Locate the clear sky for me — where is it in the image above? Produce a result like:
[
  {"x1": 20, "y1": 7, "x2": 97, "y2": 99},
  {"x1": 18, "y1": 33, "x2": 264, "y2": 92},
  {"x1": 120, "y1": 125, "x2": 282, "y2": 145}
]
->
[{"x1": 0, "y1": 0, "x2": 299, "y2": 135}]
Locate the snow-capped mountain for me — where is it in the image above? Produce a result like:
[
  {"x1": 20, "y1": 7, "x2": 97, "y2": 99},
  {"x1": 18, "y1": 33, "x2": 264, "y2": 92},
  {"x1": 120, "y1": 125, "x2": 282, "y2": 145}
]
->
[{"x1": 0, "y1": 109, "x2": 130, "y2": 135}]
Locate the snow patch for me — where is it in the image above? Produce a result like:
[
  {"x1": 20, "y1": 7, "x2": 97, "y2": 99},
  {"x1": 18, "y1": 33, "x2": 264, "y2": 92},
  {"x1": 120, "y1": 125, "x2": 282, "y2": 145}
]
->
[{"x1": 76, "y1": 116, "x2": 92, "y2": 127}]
==
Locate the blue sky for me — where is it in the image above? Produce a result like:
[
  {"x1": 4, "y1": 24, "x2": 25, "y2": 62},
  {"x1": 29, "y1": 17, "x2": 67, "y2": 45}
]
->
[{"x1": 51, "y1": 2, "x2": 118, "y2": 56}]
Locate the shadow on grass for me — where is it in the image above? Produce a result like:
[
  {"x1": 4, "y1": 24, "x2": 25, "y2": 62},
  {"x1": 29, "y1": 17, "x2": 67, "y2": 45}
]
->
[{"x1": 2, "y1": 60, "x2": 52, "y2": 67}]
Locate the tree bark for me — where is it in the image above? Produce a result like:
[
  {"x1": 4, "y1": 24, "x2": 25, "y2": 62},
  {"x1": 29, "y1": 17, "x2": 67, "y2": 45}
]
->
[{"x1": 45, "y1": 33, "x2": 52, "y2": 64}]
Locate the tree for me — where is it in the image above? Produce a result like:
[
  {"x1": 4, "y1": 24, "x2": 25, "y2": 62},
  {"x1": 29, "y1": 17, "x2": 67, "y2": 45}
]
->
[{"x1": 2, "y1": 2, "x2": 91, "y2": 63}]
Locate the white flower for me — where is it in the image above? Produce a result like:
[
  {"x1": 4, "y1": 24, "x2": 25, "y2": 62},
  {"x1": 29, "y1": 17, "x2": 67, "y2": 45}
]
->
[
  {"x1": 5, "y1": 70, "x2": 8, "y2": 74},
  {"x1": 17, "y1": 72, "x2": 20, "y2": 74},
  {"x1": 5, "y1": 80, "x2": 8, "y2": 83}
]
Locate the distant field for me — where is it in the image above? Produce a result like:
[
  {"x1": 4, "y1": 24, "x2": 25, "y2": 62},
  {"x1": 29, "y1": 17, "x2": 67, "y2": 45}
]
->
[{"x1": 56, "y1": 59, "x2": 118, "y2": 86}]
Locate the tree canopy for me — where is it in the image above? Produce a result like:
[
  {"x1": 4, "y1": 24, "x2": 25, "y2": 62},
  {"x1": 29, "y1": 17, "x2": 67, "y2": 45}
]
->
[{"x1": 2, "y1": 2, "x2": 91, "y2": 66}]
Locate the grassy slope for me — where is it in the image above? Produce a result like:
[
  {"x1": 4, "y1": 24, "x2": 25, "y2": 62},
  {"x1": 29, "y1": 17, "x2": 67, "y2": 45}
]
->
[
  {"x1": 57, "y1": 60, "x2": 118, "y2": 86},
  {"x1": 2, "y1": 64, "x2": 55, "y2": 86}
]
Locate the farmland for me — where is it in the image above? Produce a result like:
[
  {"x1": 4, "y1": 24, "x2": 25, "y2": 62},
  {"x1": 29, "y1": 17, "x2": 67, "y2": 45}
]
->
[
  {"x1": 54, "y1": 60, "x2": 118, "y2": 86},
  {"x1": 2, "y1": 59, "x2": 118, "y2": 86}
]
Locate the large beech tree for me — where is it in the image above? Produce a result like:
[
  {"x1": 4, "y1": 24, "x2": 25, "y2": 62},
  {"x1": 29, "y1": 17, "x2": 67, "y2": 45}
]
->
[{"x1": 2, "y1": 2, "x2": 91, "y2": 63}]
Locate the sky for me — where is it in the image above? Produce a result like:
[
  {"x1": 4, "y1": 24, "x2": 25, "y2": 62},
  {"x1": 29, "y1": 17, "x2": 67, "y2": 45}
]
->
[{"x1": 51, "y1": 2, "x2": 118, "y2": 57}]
...
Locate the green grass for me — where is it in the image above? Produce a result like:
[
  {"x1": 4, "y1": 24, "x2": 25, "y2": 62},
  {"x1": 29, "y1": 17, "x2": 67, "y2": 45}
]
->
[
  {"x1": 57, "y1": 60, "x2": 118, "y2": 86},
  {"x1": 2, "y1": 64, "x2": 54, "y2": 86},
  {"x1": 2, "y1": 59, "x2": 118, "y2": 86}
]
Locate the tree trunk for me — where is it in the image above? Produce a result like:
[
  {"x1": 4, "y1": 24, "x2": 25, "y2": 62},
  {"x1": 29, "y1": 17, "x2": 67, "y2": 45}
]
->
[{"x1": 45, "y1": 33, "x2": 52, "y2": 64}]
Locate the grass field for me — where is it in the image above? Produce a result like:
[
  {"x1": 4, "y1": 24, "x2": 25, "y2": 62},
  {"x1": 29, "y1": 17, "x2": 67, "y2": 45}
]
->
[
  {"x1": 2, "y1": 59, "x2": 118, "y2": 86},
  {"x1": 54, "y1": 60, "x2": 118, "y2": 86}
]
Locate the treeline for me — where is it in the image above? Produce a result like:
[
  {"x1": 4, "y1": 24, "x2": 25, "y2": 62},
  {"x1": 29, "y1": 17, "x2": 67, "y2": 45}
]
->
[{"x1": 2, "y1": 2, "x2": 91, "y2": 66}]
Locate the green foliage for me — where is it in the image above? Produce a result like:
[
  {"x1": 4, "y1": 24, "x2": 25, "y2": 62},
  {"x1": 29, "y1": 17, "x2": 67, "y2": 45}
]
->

● **PROBLEM**: Please state how many lines in the rows above contain the word "green", giving only the number.

● **REPLY**: 2